### Stated exercise
Rewrite all of the items below, replacing "bounding box" with "enclosing box" wherever it occurs and leaving everything else unchanged.

### The input
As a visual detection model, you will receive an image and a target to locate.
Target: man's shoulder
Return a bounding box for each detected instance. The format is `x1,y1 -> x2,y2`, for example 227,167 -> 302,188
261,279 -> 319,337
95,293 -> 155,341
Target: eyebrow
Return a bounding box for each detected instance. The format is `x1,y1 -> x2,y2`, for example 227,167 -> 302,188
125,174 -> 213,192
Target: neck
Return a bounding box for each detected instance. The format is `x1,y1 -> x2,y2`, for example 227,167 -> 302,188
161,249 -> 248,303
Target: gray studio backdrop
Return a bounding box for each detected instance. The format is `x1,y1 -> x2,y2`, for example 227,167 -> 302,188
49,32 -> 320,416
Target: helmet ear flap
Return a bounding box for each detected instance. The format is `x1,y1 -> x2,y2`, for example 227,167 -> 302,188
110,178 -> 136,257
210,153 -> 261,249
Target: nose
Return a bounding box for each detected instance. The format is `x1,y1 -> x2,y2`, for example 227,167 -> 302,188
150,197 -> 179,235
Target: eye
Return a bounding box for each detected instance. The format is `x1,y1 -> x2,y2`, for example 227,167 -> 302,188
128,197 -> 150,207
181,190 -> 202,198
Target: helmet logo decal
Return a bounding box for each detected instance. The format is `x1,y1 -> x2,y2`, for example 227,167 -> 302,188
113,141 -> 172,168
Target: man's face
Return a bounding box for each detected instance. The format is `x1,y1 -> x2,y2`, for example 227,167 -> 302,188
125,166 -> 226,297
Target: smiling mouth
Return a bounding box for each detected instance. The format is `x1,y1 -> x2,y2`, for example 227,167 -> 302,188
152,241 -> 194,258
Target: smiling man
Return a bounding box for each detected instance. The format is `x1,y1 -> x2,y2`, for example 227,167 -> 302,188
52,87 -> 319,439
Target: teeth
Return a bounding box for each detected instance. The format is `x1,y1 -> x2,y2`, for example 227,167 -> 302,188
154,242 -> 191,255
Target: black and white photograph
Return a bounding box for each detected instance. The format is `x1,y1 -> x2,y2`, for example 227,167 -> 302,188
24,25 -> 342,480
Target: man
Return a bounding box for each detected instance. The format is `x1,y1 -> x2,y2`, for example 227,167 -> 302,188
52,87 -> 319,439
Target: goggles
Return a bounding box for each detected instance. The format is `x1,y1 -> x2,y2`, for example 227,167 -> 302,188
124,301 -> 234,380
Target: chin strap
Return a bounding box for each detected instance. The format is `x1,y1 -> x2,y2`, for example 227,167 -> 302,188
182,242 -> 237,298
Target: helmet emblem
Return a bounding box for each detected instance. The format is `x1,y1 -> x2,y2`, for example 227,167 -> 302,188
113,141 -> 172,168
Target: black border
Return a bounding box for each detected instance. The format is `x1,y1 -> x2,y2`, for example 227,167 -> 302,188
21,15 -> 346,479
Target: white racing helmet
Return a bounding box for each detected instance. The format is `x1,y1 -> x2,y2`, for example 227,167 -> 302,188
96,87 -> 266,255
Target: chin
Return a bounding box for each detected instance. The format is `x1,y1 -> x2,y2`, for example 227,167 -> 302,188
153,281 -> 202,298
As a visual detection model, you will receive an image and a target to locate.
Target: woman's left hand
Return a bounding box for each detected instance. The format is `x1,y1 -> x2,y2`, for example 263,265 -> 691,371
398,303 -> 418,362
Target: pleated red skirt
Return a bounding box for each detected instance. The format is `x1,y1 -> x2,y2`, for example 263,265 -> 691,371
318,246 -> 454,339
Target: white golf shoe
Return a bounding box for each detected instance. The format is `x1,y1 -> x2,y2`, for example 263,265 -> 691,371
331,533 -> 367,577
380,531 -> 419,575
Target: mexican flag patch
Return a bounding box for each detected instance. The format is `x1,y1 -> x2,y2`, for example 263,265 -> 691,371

### Exercise solution
As a visual detection model, you will receive an image and a target to locate.
Target: man's shoulder
Return a enclosing box for each detected instance. The format is `x1,y1 -> x2,y2`, for example 227,167 -> 302,188
261,279 -> 319,337
95,293 -> 155,341
Target: eyebrow
Return a enclosing box for each detected instance. The format is `x1,y1 -> x2,y2`, for example 227,167 -> 302,188
125,174 -> 213,192
Target: neck
Return a enclosing box for each detected instance. The format is `x1,y1 -> x2,y2`, for example 227,167 -> 302,188
161,249 -> 248,303
Target: gray studio backdrop
Return a enclosing box for each detected instance. The format is `x1,y1 -> x2,y2`, for example 227,167 -> 302,188
49,32 -> 320,416
Target: helmet ear flap
Return a enclosing box for each detected instance. The format is `x1,y1 -> x2,y2`, for example 227,167 -> 302,188
110,178 -> 136,257
210,153 -> 261,249
Target: nose
Return a enclosing box for each detected instance. The format is `x1,y1 -> x2,y2`, for example 227,167 -> 302,188
150,197 -> 179,235
Target: eye
Return a enclosing box for each detected instance. The format is `x1,y1 -> x2,y2`, for example 227,167 -> 302,188
128,197 -> 150,207
181,190 -> 202,198
Target: helmet logo decal
Return a enclosing box for each detected instance. The format is `x1,y1 -> x2,y2`, for example 227,167 -> 302,188
113,141 -> 172,168
Target: man's face
Return a enclosing box for each detected instance. The format is `x1,y1 -> x2,y2`, for example 227,167 -> 302,188
125,166 -> 226,297
Target: smiling mouth
Return a enclosing box for each detected instance. The format is `x1,y1 -> x2,y2`, for example 227,167 -> 302,188
152,241 -> 194,258
Target: smiling man
Return a enclosing box for each detected instance. The format is `x1,y1 -> x2,y2`, for example 227,167 -> 302,188
52,87 -> 319,439
Target: teeth
Return a enclosing box for each detected instance. The format is `x1,y1 -> x2,y2`, for example 227,167 -> 302,188
154,242 -> 191,255
Target: black and white photograph
Return a enclosing box for each detected instance. The format is `x1,y1 -> x2,y2`, for example 227,167 -> 302,188
24,25 -> 342,480
Target: man
Return a enclosing box for each detected instance. The format is `x1,y1 -> x2,y2`, for example 227,167 -> 302,188
52,87 -> 319,439
Target: goggles
Return a enclosing box for each detected instance. The format is `x1,y1 -> x2,y2`, for example 227,167 -> 302,188
124,301 -> 234,380
Target: chin strap
Return a enclosing box for each detected instance. The format is `x1,y1 -> x2,y2`, for example 227,167 -> 302,188
182,242 -> 237,298
Target: helmet emblem
Return a enclosing box for each detected instance. The format is `x1,y1 -> x2,y2`, for example 227,167 -> 302,188
113,141 -> 172,168
Target: black border
Return a enclosing box for each detected instance. The format is `x1,y1 -> x2,y2`, for example 227,167 -> 302,188
21,15 -> 346,479
Target: white racing helmet
Return a enclosing box for each detected instance. The format is `x1,y1 -> x2,y2`, for example 227,167 -> 302,188
96,87 -> 266,255
Target: chin
Return a enclosing box for each detected instance. The format is `x1,y1 -> x2,y2`, for example 227,167 -> 302,188
153,281 -> 202,298
As a visual detection model, you will receive an image and a target to locate.
Target: woman's left hand
Return a enclosing box for each detected instance. The format is `x1,y1 -> x2,y2`, for example 263,265 -> 691,371
398,303 -> 418,362
Target: pleated red skirt
Return a enclosing box for each detected instance. The format is `x1,y1 -> x2,y2`, for example 263,265 -> 691,371
318,246 -> 454,339
Target: white golf shoe
Return a enclosing box for each detected instance. The format is `x1,y1 -> x2,y2`, for example 263,265 -> 691,371
331,533 -> 367,577
380,531 -> 419,575
Target: mexican flag patch
Return a enclosing box for each detected instance. The format is `x1,y1 -> x2,y2`, for example 263,265 -> 691,371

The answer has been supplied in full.